■ Tasks for this exercise:
A) In the alpaca fleece text, how much finer are the primary fibres of SRS® subscribers' Huacaya herdsires?
B) Carry on the alpaca fleece text past its final sentence.

-- Extracted text follows --

Jim has developed measurement systems for fibre density and length as well as accurate subjective methods, based on fleece structure, of assessing density and length.  He has shown that animals with measurably high levels of fibre density and length produce fleeces consisting of long and thin staples of high crimp amplitude and low crimp frequency.  A key concept is that the ‘fibre bundle’, representing the fibres produced by the skin follicle group, is the basic unit of fleece structure.  These scientific discoveries impact directly on the design and implementation of fleece breeding programs as well as conventional methods of animal and fleece judging.  Currently, over 100 alpaca seedstock producers are using the SRS® breeding system.
SRS® breeding programs for alpacas have been underway for about 4 years in Australia and New Zealand .  During this time, the 125 Huacaya herdsires used by SRS® subscribers are, on average, 10 % denser and 16% longer than other herdsires.  The primary fibres and secondary fibres are 5.1 microns and 3.2 microns finer respectively.

-- Extracted text concluded --
-- Dataset follows --

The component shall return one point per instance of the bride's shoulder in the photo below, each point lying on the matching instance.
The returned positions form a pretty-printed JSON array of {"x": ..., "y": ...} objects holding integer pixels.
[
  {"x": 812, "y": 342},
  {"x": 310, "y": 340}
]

-- Dataset concluded --
-- Dataset follows --

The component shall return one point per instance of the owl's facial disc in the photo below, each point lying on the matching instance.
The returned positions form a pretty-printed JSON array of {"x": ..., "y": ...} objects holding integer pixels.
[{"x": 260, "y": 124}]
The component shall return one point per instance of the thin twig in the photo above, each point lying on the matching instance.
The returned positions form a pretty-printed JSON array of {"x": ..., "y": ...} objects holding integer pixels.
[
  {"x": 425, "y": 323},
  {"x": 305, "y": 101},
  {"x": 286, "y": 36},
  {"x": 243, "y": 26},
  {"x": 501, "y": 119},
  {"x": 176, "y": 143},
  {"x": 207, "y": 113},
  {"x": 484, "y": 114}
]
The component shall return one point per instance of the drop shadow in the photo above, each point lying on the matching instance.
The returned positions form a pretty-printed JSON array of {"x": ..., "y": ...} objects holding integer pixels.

-- Dataset concluded --
-- Dataset follows --

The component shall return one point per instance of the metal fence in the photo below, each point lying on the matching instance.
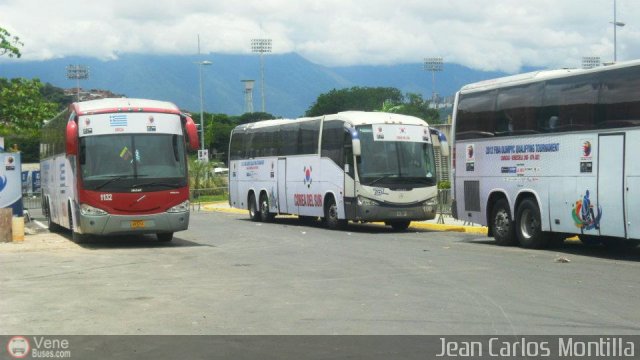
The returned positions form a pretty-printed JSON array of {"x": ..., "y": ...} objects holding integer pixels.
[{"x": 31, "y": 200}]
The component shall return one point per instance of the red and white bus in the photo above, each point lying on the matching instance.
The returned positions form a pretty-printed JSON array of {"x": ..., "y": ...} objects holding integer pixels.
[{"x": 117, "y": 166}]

-- Dataset concluded --

■ Answers by item:
A) 5.1 microns finer.

B)
The test results of recently bred Huacaya sires and embryo transfer donors within the SRS® system indicate that genetically eliminating guard hair is feasible.  To do this, the mean diameter of the primary fibres has to be reduced from its current level of 35 microns to less than 17 microns.  Twenty six sires have been identified with mean primary fibre diameters of less than 30 microns (averaging 27.2 microns with the finest being 18.7 microns) and with high fibre density (mean of 51.8 follicles per square millimetre with the highest being 74.7), high fibre length (mean of 0.39 millimetres per day with the highest being 0.48), and low secondary fibre diameter (mean of 19.5 microns with the lowest being 14.7 microns).  Similarly, 20 embryo transfer donors have been identified with mean primary fibre diameter of 26.9 microns (lowest 24.5 microns), fibre density of 49.2 follicles per square millimetre (highest 78.2), fibre length of 0.39 millimetres per day (highest 0.46) and secondary fibre diameter of 19.2 microns (lowest 16.4).
Suri alpaca breeding has also entered a most exciting phase with the recent identification of high density animals which breed that way.  It breaks the mould.  Suri breeders can now move away from low density Suris, which are still being widely used in the general alpaca industry, to a more productive and finer animal.